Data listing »

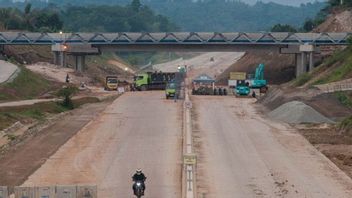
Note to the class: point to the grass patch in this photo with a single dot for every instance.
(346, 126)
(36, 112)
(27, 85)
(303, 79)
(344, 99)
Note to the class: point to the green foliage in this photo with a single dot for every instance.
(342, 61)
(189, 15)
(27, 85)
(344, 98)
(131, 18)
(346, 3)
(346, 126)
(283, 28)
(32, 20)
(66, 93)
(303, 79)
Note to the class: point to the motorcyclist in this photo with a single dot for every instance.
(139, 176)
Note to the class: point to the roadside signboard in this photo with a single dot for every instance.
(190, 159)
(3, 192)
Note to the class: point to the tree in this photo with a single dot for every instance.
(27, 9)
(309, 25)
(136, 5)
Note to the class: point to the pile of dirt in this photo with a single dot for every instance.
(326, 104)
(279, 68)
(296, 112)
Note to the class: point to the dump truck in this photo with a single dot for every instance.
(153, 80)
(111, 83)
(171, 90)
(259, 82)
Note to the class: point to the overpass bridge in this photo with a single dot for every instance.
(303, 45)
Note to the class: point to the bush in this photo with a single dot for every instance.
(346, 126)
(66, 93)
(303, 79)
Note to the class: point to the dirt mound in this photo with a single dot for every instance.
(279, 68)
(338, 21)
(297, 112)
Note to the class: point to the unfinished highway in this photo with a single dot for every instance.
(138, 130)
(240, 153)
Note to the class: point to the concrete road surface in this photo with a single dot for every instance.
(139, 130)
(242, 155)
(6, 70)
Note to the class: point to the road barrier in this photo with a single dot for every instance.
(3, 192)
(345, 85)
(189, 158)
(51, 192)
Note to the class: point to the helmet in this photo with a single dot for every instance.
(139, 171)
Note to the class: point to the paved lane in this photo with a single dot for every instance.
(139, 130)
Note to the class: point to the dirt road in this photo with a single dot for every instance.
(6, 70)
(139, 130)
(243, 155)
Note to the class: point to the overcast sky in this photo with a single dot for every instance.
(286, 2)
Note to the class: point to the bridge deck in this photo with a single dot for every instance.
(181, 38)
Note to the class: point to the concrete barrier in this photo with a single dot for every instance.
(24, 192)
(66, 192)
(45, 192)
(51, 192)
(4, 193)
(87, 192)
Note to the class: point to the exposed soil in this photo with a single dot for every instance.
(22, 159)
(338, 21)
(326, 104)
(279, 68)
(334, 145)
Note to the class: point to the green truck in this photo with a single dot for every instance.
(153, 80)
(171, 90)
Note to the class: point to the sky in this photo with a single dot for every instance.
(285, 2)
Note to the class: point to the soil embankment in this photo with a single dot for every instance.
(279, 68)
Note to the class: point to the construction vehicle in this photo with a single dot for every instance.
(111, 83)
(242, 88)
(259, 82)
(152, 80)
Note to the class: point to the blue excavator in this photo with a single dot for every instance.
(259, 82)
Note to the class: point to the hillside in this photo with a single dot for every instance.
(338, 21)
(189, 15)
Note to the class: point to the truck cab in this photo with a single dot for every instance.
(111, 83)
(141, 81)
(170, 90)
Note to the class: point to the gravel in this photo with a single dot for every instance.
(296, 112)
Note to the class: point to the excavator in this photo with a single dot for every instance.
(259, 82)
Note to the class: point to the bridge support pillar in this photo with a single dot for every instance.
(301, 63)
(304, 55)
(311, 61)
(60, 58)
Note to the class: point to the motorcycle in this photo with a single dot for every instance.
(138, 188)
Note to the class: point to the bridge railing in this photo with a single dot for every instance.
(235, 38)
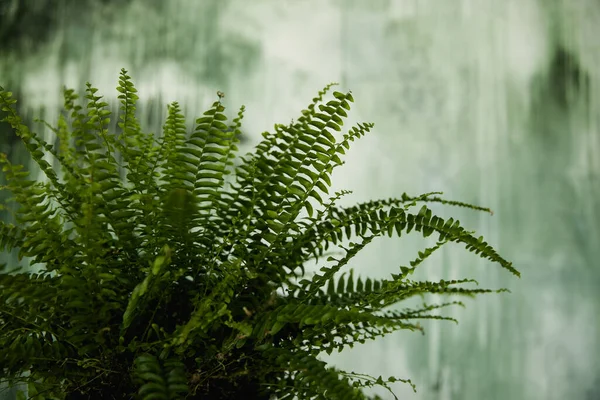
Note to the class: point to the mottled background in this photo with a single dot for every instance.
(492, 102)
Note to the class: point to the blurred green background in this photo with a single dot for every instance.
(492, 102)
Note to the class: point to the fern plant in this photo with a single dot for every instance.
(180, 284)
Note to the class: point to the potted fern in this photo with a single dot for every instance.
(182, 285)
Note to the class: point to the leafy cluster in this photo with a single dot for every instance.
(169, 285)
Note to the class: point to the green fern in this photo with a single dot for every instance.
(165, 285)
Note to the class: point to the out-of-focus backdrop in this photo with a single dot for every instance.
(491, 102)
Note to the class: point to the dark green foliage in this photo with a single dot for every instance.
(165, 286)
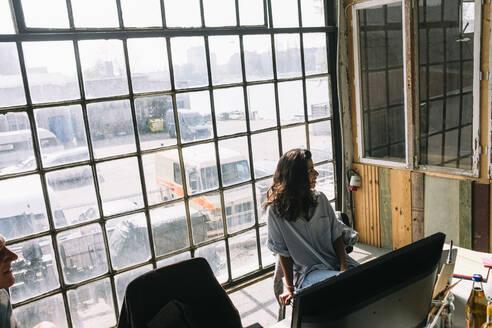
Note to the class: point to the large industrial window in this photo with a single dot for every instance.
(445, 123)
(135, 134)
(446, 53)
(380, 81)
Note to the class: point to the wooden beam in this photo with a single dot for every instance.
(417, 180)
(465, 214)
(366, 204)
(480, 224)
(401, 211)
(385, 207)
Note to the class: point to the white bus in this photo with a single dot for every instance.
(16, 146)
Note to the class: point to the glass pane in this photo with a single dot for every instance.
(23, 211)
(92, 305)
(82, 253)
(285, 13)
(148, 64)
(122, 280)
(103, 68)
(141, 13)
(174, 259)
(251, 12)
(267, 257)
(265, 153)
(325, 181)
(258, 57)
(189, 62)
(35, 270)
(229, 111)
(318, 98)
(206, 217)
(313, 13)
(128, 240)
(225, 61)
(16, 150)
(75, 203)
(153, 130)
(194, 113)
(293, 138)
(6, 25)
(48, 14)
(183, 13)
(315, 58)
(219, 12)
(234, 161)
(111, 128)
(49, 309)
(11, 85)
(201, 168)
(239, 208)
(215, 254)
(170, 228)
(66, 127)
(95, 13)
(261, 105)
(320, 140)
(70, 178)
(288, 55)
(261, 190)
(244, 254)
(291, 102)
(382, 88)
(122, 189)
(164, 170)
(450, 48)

EXERCISE REQUIREMENTS » The records above need to be given again exactly. Omit the pictures.

ANSWER FOR THIS EXERCISE »
Note to the class: point to the grass patch in this photo with a single dot for every instance.
(346, 126)
(36, 112)
(27, 85)
(303, 79)
(344, 99)
Note to the class: point to the green foliage in this photo with a single dot for every instance.
(342, 61)
(189, 15)
(27, 85)
(344, 98)
(131, 18)
(346, 3)
(346, 126)
(283, 28)
(32, 20)
(66, 93)
(303, 79)
Note to the class: point to the motorcyclist in this photo with a single dot for every instance.
(139, 176)
Note to the class: point to the roadside signboard in this photo with a single dot for every instance.
(190, 159)
(3, 192)
Note to the class: point to the tree in this photo with a single dot for every instance.
(27, 9)
(309, 25)
(136, 5)
Note to the class: point to the pile of dirt in this photo with a single dot for every instance.
(326, 104)
(279, 68)
(296, 112)
Note to the class: point to the dump truck in this photo with a single dot for every instance.
(153, 80)
(111, 83)
(171, 90)
(259, 82)
Note to the class: point to the overpass bridge in this photo with a single dot for every instance.
(303, 45)
Note to the class: point to the bush in this photo with a single dot for every instance.
(346, 126)
(66, 93)
(303, 79)
Note to the class: point to the dirt mound in this photo with a single dot for every instance.
(279, 68)
(338, 21)
(297, 112)
Note to the class: point to the unfinished highway in this photo with a single dot for every instance.
(138, 130)
(240, 153)
Note to the class: point to the concrete road surface in this photo with a single dot for every instance.
(139, 130)
(242, 155)
(6, 70)
Note to the class: point to the road barrier in this photo with a single dot for every instance.
(3, 192)
(345, 85)
(189, 158)
(51, 192)
Note to the class: point to the helmet in this photo with a single dot for every instance.
(139, 171)
Note to the class: point to the paved lane in this photo with a single dot for every instance.
(139, 130)
Note to the class: point to the dirt road in this photo with a single dot for every instance.
(6, 70)
(139, 130)
(243, 155)
Note to the class: point to the overcast sky in this photo with a single dot for every instance.
(286, 2)
Note to the class: point to the bridge deck in this photo with a single dot for every instance.
(181, 38)
Note to the class: point to the concrete barrier in this photo with a single dot for every instance.
(24, 192)
(66, 192)
(45, 192)
(51, 192)
(4, 193)
(87, 192)
Note to the class: point to the exposed soil in this photo with a single dot for every instance.
(22, 159)
(338, 21)
(326, 104)
(279, 68)
(334, 145)
Note to the class: point to the green truck in this photo with a single dot for every instance.
(153, 80)
(171, 90)
Note to the class: point to the sky in this photo with a single dot for every instance.
(285, 2)
Note to the class: point to the soil embankment in this photo with a single dot for every instance.
(279, 68)
Note to the class: point to the construction vehicle in this photo with a single dot for every instance.
(111, 83)
(242, 88)
(259, 82)
(152, 80)
Note to the class: point to the blue excavator in this photo with a single dot for every instance.
(259, 82)
Note to the class: point to the hillside in this photo with a single dot for every instance.
(338, 21)
(189, 15)
Note to the class: point to the truck cab in this photo with a single dot for every instance.
(111, 83)
(141, 81)
(170, 90)
Note to the class: point to the gravel in this photo with a single dot for every instance.
(296, 112)
Note to the class: point to the excavator in this photo with a single dot for every instance.
(259, 82)
Note to the class: point to the bridge support pillar in this photo with a single dot for every instance.
(301, 63)
(304, 55)
(311, 61)
(60, 58)
Note to the class: point to the motorcycle in this photo with a single dot for every instance.
(138, 188)
Note to the class: point to the bridge railing in this photo with a single dot for every instance.
(235, 38)
Note to the class: point to the mottled background in this photo with a single dot for every instance.
(492, 102)
Note to the class: point to the blurred green background in this photo with a single dot for every instance.
(492, 102)
Note to the class: point to the fern plant in this photo with a single dot for every instance.
(180, 284)
Note to the class: point to the potted fern in this photo with a single dot for every instance.
(182, 285)
Note to the class: point to the leafy cluster in this photo with a single dot for every instance.
(169, 285)
Note to the class: point to the green fern in this photo with a single dot for every instance.
(165, 285)
Note to the class: point to the out-of-focus backdrop in this photo with a single dot for every instance.
(491, 102)
Note to the class: point to the dark green foliage in this photo with a single dot for every instance.
(165, 286)
Note to the class: point to the large industrial window in this photo with a single dot for every instance.
(445, 123)
(135, 134)
(446, 53)
(380, 81)
Note to the class: point to the wooden beam in this photo with a single dot for every instance.
(417, 180)
(465, 214)
(366, 204)
(480, 224)
(401, 211)
(385, 207)
Note to the class: point to the white bus in this photo with a single dot for every instance.
(16, 146)
Note to the class: point to the glass pane in this photo with a single dot for every instance.
(23, 211)
(92, 305)
(82, 253)
(285, 13)
(148, 64)
(122, 280)
(103, 68)
(141, 13)
(174, 259)
(251, 12)
(267, 257)
(265, 153)
(325, 181)
(258, 57)
(189, 62)
(35, 270)
(229, 111)
(318, 98)
(206, 217)
(313, 13)
(128, 240)
(225, 61)
(16, 150)
(75, 203)
(153, 130)
(194, 113)
(293, 138)
(6, 25)
(48, 14)
(183, 13)
(315, 58)
(219, 12)
(234, 161)
(111, 128)
(49, 309)
(11, 85)
(201, 168)
(239, 208)
(215, 254)
(170, 228)
(66, 127)
(95, 13)
(261, 105)
(320, 140)
(70, 178)
(288, 55)
(261, 190)
(244, 254)
(291, 102)
(382, 88)
(122, 189)
(164, 170)
(450, 48)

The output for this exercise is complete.